=== Extracted text ===
---
Will Chinese companies comply?
If the bill becomes law, U.S. stock exchanges are likely to see an exodus of Chinses companies in three years. Creating financial statements and audit procedures that are in compliance with PCAOB requirements is no easy task. A great deal of work would need to be done. Such work would likely be made more difficult due to resistance from the Chinese government. A more likely outcome is that Chinese companies simply takes their securities elsewhere. Chinese firms could move to stock exchanges that do not require them to change their reporting processes, such as London or Hong Kong.
Has the proposed legislation deterred Chinese startups from raising capital on U.S. exchanges?
Despite the proposed legislation and increased political tension between China and the U.S., Chinese companies continue to flock to American stock exchanges. As of August 14, twenty Chinese companies have gone public in 2020 on the Nasdaq Stock Market or the New York Stock Exchange. These twenty companies have raised $4 billion through their IPOs, already exceeding the amount raised by Chinese companies for the entirety of 2019. Over the course of 2019, twenty-five Chinese companies raised $3.5 billion through IPOs on American exchanges.
---
=== Set problem 1 ===
According to the passage on Chinese companies and U.S. stock exchanges, how much did twenty Chinese companies raise through their IPOs in 2020 as of August 14?
=== Set problem 2 ===
Carry the passage on Chinese companies and U.S. stock exchanges forward from its last sentence.
The records after this point are not needed.

=== Data rows ===
---
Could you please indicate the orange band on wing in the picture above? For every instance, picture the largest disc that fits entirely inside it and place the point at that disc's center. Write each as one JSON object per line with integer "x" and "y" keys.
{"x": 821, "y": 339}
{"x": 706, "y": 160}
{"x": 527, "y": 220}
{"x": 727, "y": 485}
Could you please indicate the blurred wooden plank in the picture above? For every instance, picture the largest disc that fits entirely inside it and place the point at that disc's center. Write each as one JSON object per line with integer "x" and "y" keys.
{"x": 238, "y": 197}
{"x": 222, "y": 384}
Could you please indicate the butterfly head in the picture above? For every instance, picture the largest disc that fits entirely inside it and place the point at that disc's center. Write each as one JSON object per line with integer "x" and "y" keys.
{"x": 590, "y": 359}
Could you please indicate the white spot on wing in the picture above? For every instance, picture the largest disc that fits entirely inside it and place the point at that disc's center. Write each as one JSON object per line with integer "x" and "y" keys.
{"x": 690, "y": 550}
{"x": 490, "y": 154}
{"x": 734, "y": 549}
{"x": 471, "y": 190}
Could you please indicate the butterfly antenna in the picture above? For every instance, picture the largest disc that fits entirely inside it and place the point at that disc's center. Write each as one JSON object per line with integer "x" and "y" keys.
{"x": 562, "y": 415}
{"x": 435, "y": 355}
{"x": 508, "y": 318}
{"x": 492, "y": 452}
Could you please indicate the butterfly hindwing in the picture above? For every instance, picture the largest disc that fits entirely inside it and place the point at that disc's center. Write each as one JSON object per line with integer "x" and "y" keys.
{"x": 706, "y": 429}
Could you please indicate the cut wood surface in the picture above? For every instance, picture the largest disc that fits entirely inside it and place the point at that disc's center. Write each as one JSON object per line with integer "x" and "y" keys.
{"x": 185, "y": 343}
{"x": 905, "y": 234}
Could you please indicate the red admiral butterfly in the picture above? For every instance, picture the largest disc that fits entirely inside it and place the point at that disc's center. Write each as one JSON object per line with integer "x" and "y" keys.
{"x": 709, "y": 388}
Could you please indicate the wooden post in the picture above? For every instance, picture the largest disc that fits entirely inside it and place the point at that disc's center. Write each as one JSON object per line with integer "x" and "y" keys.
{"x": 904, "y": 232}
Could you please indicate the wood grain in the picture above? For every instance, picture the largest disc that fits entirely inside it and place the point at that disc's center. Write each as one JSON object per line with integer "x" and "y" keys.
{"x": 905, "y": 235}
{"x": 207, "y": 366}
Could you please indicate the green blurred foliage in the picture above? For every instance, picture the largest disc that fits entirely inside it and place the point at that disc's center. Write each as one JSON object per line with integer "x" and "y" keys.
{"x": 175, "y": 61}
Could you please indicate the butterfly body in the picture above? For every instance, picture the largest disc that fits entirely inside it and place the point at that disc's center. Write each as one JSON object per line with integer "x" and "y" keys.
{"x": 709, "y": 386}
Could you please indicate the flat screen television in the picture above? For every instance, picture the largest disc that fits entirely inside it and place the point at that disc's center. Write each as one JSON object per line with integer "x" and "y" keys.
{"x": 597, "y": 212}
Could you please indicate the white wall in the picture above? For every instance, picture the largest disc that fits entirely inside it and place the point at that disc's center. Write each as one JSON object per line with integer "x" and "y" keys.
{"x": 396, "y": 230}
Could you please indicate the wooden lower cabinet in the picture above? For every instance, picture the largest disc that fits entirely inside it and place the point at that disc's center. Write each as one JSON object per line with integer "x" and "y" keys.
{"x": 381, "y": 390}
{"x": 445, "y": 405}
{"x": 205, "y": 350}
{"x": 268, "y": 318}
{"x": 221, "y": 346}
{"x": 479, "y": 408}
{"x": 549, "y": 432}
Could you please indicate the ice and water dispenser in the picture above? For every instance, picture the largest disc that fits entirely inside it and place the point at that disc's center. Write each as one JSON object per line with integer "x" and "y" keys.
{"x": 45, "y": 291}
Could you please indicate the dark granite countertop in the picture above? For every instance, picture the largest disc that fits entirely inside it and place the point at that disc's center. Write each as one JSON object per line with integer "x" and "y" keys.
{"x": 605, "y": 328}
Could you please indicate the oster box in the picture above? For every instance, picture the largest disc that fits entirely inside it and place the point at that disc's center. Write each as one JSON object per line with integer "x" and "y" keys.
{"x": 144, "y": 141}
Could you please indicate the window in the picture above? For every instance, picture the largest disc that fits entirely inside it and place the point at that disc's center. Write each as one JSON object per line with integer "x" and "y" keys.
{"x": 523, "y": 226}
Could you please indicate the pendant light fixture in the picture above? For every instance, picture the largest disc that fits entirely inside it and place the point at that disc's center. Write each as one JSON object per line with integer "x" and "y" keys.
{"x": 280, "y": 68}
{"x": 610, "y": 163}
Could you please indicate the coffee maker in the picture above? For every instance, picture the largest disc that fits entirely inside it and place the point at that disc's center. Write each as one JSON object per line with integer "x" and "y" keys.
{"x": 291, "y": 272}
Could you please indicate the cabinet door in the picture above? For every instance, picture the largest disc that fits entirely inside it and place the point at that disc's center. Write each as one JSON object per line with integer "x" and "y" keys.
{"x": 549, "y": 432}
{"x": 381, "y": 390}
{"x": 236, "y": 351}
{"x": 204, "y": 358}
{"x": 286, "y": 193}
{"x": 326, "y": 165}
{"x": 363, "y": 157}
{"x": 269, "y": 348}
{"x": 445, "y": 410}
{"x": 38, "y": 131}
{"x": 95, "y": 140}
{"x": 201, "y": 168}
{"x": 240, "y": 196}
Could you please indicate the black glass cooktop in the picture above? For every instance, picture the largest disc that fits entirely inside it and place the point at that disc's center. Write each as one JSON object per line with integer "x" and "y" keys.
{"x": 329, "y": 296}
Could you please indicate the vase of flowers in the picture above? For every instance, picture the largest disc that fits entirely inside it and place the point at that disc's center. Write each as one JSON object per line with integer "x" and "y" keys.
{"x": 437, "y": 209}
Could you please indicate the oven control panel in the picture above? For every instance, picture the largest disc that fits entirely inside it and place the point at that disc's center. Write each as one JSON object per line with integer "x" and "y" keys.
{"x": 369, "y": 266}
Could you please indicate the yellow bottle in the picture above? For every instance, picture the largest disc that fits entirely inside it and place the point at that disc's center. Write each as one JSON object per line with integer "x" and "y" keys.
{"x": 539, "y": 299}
---
=== Exercise result 1 ===
$4 billion

=== Exercise result 2 ===
According to market analysts, Chinese companies continue to raise funds in the United States because, in many situations, the need for short-term capital outweighs long-term risks. In addition, listing in the world’s largest and most active capital market provides better opportunities for marketing and exposure to a more diverse group of investors. Despite the strained relationship between the world’s two largest economies, the United States seems to continue to be the easiest place for companies in the growth stage to raise capital.